REQUIRED ACTIONS
A: Answer these questions from the announcement about the new biologics innovation centre:
(i) How much money is the new centre worth?
(ii) In what year was the Government's 'Strategy for UK Life Sciences' launched?
(iii) In which three fields has CPI created National Centres?
B: Carry on the announcement about the new biologics innovation centre, picking up after its final sentence.

DOCUMENT SEGMENT
[Start of Attachment]
The Government has announced that The Centre for Process Innovation (CPI) will establish and manage a new £38m centre to encourage innovative solutions in the UK healthcare market.
The new National Biologics Industrial Innovation Centre (NBIIC) will be a large open access facility that will assist companies of all sizes in the proving and scaling-up of processes to manufacture new biologic medicines such as antibodies and vaccines.
The centre is part of the Government’s ‘Strategy for UK Life Sciences’ launched in 2011 to strengthen the UK’s life-science sector.
Minister for Universities and Science, David Willetts MP, said the Government’s investment would help “the UK to remain a location of choice for investment in an increasingly competitive and globalised health life-sciences sector…The new centre sends a clear message to the world that we are creating the best environment to invent and manufacture biologic medicines and continue to be a world leader in life sciences”
The NBIIC will support the commercialisation of research by promoting collaboration between academia, the National Health Service and industry.
CPI is the UK innovation centre serving the process industries. It is part of the UK’s High Value Manufacturing Catapult and in its 9 year history has created National Centres in Printable Electronics, Industrial Biotechnology and Anaerobic Digestion.
[End of Attachment]
GIVEN INFORMATION
[Start of Attachment]
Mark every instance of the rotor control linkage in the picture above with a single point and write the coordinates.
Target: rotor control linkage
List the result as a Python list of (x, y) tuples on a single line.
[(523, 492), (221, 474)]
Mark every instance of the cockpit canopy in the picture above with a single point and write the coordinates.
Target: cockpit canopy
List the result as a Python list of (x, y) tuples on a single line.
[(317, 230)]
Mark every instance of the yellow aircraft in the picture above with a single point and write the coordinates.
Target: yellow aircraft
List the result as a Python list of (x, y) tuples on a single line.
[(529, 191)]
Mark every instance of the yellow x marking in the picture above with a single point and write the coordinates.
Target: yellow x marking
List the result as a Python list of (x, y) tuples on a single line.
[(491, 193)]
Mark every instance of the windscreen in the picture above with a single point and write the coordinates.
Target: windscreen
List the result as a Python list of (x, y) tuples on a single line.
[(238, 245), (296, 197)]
[End of Attachment]
ANSWERS TO EACH TASK
A:
(i) £38m
(ii) 2011
(iii) Printable Electronics, Industrial Biotechnology and Anaerobic Digestion

B:
CPI works with industry, academia and the public sector to scale-up and prove the next generation of products and processes. It does this by bringing the manufacturing skills of its people together with leading edge capital assets in collaborative innovation partnerships.
Dr Chris Dowle, Director of Sustainable Processing at CPI, said: “The National Biologics Industry Innovation Centre (NBIIC) will build upon the UK’s excellent research base with its strong pipeline of new potential biopharmaceutical products to help deliver a leading UK industry in bio-manufacturing. In this rapidly growing global marketplace, innovation in manufacturing will be vital to UK success and this will be a primary focus for the NBIIC.”